Your objective
Each line of the data must be set down again without a single difference.

******

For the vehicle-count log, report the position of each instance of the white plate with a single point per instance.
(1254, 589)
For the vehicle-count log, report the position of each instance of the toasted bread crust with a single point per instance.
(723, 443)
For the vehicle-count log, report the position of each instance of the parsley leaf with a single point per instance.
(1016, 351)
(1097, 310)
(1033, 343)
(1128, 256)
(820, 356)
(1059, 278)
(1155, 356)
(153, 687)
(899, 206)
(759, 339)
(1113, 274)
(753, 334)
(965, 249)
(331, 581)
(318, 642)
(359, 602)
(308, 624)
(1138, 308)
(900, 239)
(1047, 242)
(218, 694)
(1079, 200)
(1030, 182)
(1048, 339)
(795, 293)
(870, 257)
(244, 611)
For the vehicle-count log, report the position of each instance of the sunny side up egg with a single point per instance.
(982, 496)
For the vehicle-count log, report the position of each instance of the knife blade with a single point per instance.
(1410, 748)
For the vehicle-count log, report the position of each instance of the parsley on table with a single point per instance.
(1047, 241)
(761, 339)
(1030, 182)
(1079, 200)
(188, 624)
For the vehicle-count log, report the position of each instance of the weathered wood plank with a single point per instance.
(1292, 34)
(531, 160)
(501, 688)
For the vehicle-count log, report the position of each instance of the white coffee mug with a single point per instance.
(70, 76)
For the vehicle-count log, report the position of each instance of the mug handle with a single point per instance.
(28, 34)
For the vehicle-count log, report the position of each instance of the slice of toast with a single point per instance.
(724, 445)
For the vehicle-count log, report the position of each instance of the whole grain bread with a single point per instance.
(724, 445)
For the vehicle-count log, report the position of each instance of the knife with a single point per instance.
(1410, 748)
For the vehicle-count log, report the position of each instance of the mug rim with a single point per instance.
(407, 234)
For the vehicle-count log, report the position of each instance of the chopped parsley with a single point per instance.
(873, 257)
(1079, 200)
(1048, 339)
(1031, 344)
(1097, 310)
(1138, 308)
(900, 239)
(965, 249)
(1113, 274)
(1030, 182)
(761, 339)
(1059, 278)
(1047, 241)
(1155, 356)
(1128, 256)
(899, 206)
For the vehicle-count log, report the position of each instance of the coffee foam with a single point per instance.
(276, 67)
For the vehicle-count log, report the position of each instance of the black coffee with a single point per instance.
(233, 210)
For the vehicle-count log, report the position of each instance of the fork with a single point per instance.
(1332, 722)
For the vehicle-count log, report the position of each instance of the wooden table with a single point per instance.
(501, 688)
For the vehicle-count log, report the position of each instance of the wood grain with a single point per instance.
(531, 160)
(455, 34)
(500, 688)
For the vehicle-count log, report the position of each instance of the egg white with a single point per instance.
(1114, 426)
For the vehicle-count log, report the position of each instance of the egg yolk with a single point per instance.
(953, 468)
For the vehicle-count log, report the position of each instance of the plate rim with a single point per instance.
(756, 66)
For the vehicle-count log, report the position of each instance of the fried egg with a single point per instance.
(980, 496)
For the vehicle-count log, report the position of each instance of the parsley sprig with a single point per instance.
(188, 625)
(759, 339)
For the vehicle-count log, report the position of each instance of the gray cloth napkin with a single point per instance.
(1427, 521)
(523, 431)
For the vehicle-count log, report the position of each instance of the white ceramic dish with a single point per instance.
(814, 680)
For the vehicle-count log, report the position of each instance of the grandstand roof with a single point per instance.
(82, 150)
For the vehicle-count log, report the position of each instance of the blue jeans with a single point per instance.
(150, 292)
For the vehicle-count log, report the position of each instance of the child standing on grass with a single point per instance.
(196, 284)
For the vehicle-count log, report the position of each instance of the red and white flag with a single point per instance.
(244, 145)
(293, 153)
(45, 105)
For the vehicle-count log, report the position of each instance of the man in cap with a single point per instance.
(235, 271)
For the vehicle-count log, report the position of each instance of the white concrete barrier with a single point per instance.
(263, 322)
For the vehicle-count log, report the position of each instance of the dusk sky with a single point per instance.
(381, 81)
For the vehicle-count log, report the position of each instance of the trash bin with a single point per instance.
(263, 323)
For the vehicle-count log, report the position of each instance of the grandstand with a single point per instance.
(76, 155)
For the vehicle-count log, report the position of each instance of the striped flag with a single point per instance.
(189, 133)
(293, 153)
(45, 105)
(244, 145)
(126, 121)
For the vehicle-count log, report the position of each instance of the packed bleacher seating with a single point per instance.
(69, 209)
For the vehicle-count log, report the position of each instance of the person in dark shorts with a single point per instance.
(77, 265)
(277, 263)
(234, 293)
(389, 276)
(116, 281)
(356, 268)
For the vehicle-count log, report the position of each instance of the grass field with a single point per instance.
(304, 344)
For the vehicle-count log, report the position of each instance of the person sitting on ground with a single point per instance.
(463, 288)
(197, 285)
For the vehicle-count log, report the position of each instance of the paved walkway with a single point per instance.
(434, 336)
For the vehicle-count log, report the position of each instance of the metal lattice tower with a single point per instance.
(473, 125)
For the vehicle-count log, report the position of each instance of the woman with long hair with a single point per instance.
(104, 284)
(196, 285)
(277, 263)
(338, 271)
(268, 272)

******

Answer space
For the vehicle-count log, report the position of each instance of the white plate with a single point per instance.
(1254, 589)
For the vehicle-count log, report the position of each instance of the toasted bread crust with a single point per instance.
(723, 443)
For the vehicle-count log, report the position of each instance of the parsley leaf with a single point per instance.
(1016, 351)
(1097, 310)
(1033, 343)
(1128, 256)
(820, 356)
(1059, 278)
(1155, 356)
(153, 687)
(899, 206)
(759, 339)
(1113, 274)
(753, 334)
(965, 249)
(331, 581)
(318, 642)
(359, 602)
(308, 624)
(1138, 308)
(900, 239)
(1047, 242)
(218, 694)
(1079, 200)
(1030, 182)
(1048, 339)
(795, 293)
(870, 257)
(244, 611)
For the vehicle-count log, report the position of each instance of the sunny side up egg with a single point per instance.
(982, 496)
For the vehicle-count log, report the position of each instance of the knife blade with a single point per instance.
(1410, 748)
For the vehicle-count log, report the position of each instance of the parsley on table with a single point per instance.
(1047, 241)
(761, 339)
(1030, 182)
(1079, 200)
(188, 624)
For the vehicle-count log, report the position of each instance of the weathered wood plank with a single point per instance.
(1292, 34)
(531, 160)
(501, 688)
For the vehicle-count log, report the position of each instance of the white coffee mug with a single point per instance.
(70, 76)
For the vehicle-count log, report the position of each instance of the mug handle with a single point per instance.
(28, 34)
For the vehicle-count log, report the position of each instance of the slice of toast with a single point per instance.
(724, 445)
For the vehicle-count log, report the position of each instance of the whole grain bread with a single point per instance.
(724, 445)
For the vehicle-count log, report the position of each instance of the knife with a single point per instance.
(1410, 748)
For the vehicle-count log, report the position of each instance of the mug rim with a single point per instance.
(407, 234)
For the vehicle-count log, report the position of each instance of the chopped parsley with a single point per instance.
(873, 257)
(1079, 200)
(1048, 339)
(1031, 344)
(1097, 310)
(1138, 308)
(900, 239)
(965, 249)
(1113, 274)
(1030, 182)
(761, 339)
(1059, 278)
(1047, 241)
(1155, 356)
(1128, 256)
(899, 206)
For the vehicle-count log, report the position of each instance of the coffee foam with a single point per instance.
(276, 67)
For the vehicle-count log, report the position of each instance of the black coffee with a single point per instance.
(233, 210)
For the vehicle-count log, report the position of each instance of the fork with a single point per instance.
(1332, 722)
For the vehicle-count log, report the position of each instance of the wooden table with a single point per instance.
(501, 688)
For the vehicle-count log, report the position of each instance of the wood grain with a single point per instance.
(531, 160)
(455, 34)
(500, 688)
For the vehicle-count log, report the position of each instance of the egg white with a single point per instance.
(1114, 426)
For the vehicle-count log, report the position of each instance of the egg yolk with a single point per instance.
(953, 468)
For the vehicle-count log, report the position of each instance of the plate rim with a single point per instance.
(756, 66)
For the vehicle-count log, report the position of each instance of the fried egg with a single point per instance.
(980, 496)
For the vehicle-count log, report the position of each instance of the parsley sprig with a single point per instance.
(188, 625)
(759, 339)
For the vehicle-count log, report the position of each instance of the gray cloth napkin with a single point per instance.
(1427, 521)
(523, 431)
For the vehicle-count log, report the position of each instance of the white ceramic dish with a single point per instance.
(814, 680)
For the vehicle-count log, report the position of each instance of the grandstand roof with a single point per instance.
(82, 150)
For the vehicle-count log, report the position of each instance of the blue jeans with a single point per instance.
(150, 292)
For the vehicle-count log, report the position of each instance of the child standing on grass with a single point per instance.
(196, 284)
For the vehicle-count log, report the position of each instance of the red and white flag with a single point per instance.
(244, 145)
(293, 153)
(45, 105)
For the vehicle-count log, report the position of each instance of the man in cap with a single point per instance.
(235, 271)
For the vehicle-count log, report the position of each instance of the white concrete barrier with a single point per instance.
(263, 322)
For the vehicle-count log, report the position of each instance of the dusk sky with a single point per instance.
(381, 81)
For the vehicle-count log, report the position of each instance of the trash bin with a single point per instance.
(263, 323)
For the vehicle-count log, report the position of each instance of the grandstand with a single point per instance.
(76, 155)
For the vehicle-count log, report the position of each instance of the striped flag with a single point per instance.
(189, 133)
(293, 153)
(45, 105)
(244, 145)
(126, 121)
For the vehicle-count log, report the position of each instance of the packed bleacher seating with a single point per instance.
(69, 209)
For the vehicle-count log, report the position of each instance of the person in dark shorts with a single point per instance.
(77, 265)
(277, 263)
(234, 293)
(389, 276)
(116, 281)
(356, 268)
For the vehicle-count log, report the position of each instance of the grass field with a single point per instance.
(304, 344)
For the vehicle-count log, report the position of each instance of the person sitting on ground with a single point per instance.
(463, 288)
(197, 285)
For the vehicle-count log, report the position of each instance of the paved walkway with a single point per instance.
(434, 336)
For the vehicle-count log, report the position of each instance of the metal lattice tower with a single point per instance.
(473, 125)
For the vehicle-count log, report the position of each instance of the woman with long hair with a single point per instance.
(104, 284)
(196, 285)
(277, 263)
(338, 271)
(268, 272)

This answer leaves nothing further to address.